# Written task:
Return each line of the material verbatim.

# Stored data:
[BEGIN]

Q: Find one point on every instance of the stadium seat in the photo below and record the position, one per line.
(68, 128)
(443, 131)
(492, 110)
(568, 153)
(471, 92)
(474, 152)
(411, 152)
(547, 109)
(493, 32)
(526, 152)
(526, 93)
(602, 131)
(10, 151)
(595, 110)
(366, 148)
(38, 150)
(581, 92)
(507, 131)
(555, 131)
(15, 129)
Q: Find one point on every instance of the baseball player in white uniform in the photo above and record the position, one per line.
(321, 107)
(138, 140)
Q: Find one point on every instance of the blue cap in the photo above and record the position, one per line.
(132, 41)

[END]

# The answer:
Q: Find one point on every instance of the stadium seat in the photo below and record the position, one per line.
(68, 128)
(443, 131)
(492, 110)
(568, 153)
(471, 92)
(474, 152)
(411, 152)
(547, 109)
(493, 32)
(526, 152)
(526, 93)
(602, 131)
(10, 151)
(595, 110)
(366, 148)
(38, 150)
(581, 92)
(507, 131)
(555, 131)
(15, 129)
Q: Find one point on every instance of the baseball player in white uniform in the photo above and record the position, one per line.
(321, 107)
(138, 140)
Q: Find one point on every instance of the blue cap in the photo above and record the position, one per line.
(132, 41)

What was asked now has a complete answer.